* _Passage provided_
════════════════════
= Giovanni Schmidt =

Italian librettist (c. 1775 – after 1839)

Giovanni Schmidt (c. 1775 in Livorno – c. after 1839 in Naples) was an Italian librettist.

==Life==
He moved to Naples while he was still young and stayed there for the rest of his life. Between 1800 and 1839 he wrote libretti for 45 operas, especially for the Teatro San Carlo for which he was the official poet. He and Andrea Leone Tottola were the two librettists who dominated theatrical life in Naples in the first quarter of the 19th century. His lyrics were mostly banal and verbose, but were set by the most important composers of the era, such as Giacomo Tritto, Gaetano Andreozzi, Luigi Mosca, Pietro Generali, Saverio Mercadante and Gioachino Rossini. For Rossini alone he wrote texts for Elisabetta, regina d'Inghilterra, Eduardo e Cristina, Armida and Adelaide di Borgogna, which are considered his best works. He also appeared as a character in a scene from the 1991 film Rossini! Rossini! directed by Mario Monicelli.

==Works==

===Libretti===
- Meleagro (opera seria; music by Nicola Antonio Zingarelli, 1798)
════════════════════
* _Data section_

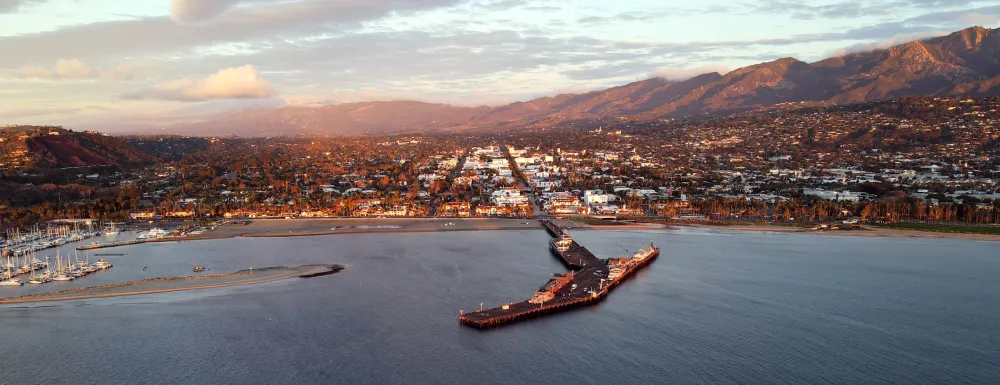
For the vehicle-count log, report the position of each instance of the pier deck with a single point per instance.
(590, 284)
════════════════════
* _Instructions_
1. According to the Giovanni Schmidt article, for how many operas did he write libretti between 1800 and 1839?
2. The Giovanni Schmidt article says much of his libretto writing was for the Teatro San Carlo. Explain why, using the reason the article gives.
3. Continue the Giovanni Schmidt article after its last line.

* _The replies_
1. 45 operas.

2. Schmidt was the official poet of the Teatro San Carlo, so he wrote libretti especially for that theater.

3.
- Idante ovvero I sacrifici d'Eccate (dramma per musica; music by Marcos António Portugal, 1800)
- Gli americani (opera seria; music by Giacomo Tritto; 1802)
- Piramo e Tisbe (opera seria; music by Gaetano Andreozzi, 1803)
- Leonora (dramma semiserio; music by Ferdinando Paer, 1804)
- Cesare in Egitto (opera seria; music by Giacomo Tritto, 1805)
- Andromeda (opera seria; music by Vittorio Trento, 1805)
- Il salto di Leucade (music by Luigi Mosca, 1812)
- Ecuba (tragedia per musica; music by Nicola Antonio Manfroce, 1812)
- Elisabetta, regina d'Inghilterra (dramma; music by Gioachino Rossini, 1815)
- Armida (dramma; music by Gioachino Rossini, 1817)
- Adelaide di Borgogna (dramma; music by Gioachino Rossini, 1817)
- Eduardo e Cristina (dramma; music by Gioachino Rossini, 1819)
- L'apoteosi d'Ercole (dramma per musica; music by Saverio Mercadante, 1819)
- Anacreonte in Samo (dramma per musica; music by Saverio Mercadante, 1820)
- Lo sposo in provincia (commedia; music by Giacomo Cordella, 1821)
- La sposa indiana (music by Pietro Generali, 1822)
- L'amante virtuoso (music by Giuseppe Balducci, 1823)
- Le nozze de' Sanniti (dramma per musica; music by Pietro Raimondi, 1824)
- Alessandro nelle Indie (dramma per musica; music by Giovanni Pacini, 1824)
- Anazilia (melodramma; music by Giovanni Pacini, 1825)
- Malvina (music by Michele Costa, 1829)
- Le nozze campestri (dramma per musica; music by Giacomo Cordella, 1840; music by Giuseppe Lillo, 1840)

===Other works===
- Cimarosa agli Elisi (sonetto; music by Pietro Casella, 1801)

==Bibliography==
- New Grove Dictionary of Music and Musicians (2000)
- Pacini, Giovanni: Le mie memorie artistiche (Firenze, 1865)
- Rescigno, Edoardo: Dizionario rossiniano (2002)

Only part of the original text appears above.